Exercise directions: Every line from the line containing "# point at: solar panel (one" through the final line below is to be repeated exactly; no other line is.

++++

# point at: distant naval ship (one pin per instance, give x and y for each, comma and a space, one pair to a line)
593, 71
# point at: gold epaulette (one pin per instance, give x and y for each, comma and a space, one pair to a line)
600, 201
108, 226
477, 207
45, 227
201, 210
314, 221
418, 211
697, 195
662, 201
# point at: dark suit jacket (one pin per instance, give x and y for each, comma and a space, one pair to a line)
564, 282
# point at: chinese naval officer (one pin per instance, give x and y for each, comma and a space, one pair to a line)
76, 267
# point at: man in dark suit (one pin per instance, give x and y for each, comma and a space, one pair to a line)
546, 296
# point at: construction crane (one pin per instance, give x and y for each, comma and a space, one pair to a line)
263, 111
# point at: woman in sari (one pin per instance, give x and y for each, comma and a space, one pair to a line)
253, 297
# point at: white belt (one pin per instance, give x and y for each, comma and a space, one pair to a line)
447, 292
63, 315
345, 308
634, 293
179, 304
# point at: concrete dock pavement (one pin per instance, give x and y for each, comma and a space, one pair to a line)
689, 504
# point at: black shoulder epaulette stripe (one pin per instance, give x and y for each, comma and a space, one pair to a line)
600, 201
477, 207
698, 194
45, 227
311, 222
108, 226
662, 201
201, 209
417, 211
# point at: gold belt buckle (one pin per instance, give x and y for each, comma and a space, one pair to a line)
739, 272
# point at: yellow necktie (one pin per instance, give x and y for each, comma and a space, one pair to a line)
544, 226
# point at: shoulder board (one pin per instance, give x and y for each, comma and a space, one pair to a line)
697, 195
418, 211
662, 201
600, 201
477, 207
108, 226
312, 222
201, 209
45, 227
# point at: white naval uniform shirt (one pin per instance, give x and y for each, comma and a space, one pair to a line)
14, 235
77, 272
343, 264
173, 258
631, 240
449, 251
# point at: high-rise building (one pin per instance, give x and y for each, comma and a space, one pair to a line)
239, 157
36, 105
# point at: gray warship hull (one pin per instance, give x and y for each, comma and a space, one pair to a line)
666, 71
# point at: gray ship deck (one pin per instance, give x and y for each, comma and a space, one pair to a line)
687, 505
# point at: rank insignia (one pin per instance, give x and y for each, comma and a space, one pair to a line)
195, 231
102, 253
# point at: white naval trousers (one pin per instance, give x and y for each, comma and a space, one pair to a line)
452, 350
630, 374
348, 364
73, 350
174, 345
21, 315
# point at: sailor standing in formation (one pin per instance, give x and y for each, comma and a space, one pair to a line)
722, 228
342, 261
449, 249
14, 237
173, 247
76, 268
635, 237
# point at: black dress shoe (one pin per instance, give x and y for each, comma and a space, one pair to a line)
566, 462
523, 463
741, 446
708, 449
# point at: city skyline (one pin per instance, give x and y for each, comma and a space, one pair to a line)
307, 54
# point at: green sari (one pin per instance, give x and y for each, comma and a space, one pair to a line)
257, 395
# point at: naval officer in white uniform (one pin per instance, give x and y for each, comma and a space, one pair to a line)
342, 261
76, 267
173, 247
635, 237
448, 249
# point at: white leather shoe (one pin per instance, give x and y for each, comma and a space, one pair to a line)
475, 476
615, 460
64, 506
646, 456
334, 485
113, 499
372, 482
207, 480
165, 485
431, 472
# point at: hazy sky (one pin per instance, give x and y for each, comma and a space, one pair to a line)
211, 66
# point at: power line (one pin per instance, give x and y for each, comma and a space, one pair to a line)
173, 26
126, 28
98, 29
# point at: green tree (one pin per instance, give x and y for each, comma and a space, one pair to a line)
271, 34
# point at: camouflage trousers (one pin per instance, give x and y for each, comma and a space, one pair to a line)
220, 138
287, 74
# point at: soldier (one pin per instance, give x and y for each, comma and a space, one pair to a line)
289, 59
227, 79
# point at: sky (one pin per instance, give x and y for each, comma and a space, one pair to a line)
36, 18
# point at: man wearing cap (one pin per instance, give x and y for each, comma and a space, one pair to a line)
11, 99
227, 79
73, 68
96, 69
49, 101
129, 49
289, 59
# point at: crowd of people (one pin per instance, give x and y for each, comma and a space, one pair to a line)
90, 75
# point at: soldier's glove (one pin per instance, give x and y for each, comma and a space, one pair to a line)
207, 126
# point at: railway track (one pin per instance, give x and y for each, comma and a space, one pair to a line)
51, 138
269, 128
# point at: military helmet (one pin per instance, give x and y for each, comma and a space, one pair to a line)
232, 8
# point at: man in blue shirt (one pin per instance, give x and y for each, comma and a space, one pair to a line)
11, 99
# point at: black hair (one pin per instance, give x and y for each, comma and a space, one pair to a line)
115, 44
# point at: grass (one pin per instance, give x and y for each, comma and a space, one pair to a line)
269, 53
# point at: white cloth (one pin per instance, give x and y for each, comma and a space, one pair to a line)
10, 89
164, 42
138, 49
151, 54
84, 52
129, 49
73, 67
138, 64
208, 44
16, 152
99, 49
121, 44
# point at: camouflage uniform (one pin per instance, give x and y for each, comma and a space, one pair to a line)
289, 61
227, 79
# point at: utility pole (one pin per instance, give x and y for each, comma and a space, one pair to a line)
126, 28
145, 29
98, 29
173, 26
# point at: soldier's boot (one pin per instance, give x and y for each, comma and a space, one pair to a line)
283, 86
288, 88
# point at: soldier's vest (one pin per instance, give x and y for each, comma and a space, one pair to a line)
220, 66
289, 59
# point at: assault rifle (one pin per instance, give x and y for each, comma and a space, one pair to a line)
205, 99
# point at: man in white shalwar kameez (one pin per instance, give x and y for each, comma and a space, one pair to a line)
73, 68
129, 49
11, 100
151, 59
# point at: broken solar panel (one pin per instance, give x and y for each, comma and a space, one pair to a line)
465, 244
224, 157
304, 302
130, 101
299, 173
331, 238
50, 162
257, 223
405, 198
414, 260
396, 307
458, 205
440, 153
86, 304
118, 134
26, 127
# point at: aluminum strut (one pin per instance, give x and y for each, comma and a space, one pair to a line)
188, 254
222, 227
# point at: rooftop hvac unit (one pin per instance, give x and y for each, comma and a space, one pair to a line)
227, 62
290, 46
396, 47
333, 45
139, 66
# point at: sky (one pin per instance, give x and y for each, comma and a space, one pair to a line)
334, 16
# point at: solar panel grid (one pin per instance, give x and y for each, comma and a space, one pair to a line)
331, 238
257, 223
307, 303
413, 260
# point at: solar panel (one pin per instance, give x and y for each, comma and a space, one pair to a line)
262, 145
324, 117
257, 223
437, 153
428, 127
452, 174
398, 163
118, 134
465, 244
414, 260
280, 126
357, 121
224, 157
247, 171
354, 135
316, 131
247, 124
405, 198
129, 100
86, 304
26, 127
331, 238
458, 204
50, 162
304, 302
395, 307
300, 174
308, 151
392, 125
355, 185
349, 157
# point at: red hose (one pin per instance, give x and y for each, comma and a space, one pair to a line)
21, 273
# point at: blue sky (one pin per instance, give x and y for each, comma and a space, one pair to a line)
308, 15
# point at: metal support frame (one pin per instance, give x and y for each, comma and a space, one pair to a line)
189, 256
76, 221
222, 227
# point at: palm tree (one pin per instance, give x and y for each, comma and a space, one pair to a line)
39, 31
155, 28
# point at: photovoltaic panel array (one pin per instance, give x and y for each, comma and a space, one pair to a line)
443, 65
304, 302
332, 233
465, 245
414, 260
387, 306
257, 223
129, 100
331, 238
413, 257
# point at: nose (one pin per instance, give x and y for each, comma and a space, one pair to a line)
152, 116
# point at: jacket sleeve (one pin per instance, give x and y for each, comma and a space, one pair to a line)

++++

Task solution:
# point at: solar panel (one pin per instance, give x and y for each, comma and a space, one pair to a line)
262, 145
324, 117
257, 223
437, 153
428, 127
452, 174
398, 163
118, 134
465, 244
414, 260
280, 126
357, 121
224, 157
247, 171
354, 135
316, 131
247, 124
405, 198
129, 100
86, 304
26, 127
331, 238
458, 204
50, 162
304, 302
395, 307
300, 174
308, 151
392, 125
355, 185
349, 157
# point at: red hose (one pin per instance, give x and y for each, comma and a space, one pair to a line)
21, 273
# point at: blue sky (one pin per instance, give x and y for each, comma and a space, one pair to a line)
308, 15
# point at: metal support frame (one pin per instance, give x and y for each, comma and a space, one pair to a line)
189, 256
76, 221
222, 227
# point at: palm tree (one pin per instance, give x and y for each, comma and a space, one pair to a line)
39, 31
155, 28
# point at: photovoltaic panel array (one pin per instance, give x and y for each, comma and a space, one pair to a line)
443, 65
304, 302
332, 233
465, 245
414, 260
387, 306
257, 223
129, 100
331, 238
413, 257
# point at: nose (one pin per instance, give x and y for each, comma and a space, one pair to a line)
152, 116
# point at: jacket sleeve (one pin per instance, give x and y for each, comma and a space, one pair to a line)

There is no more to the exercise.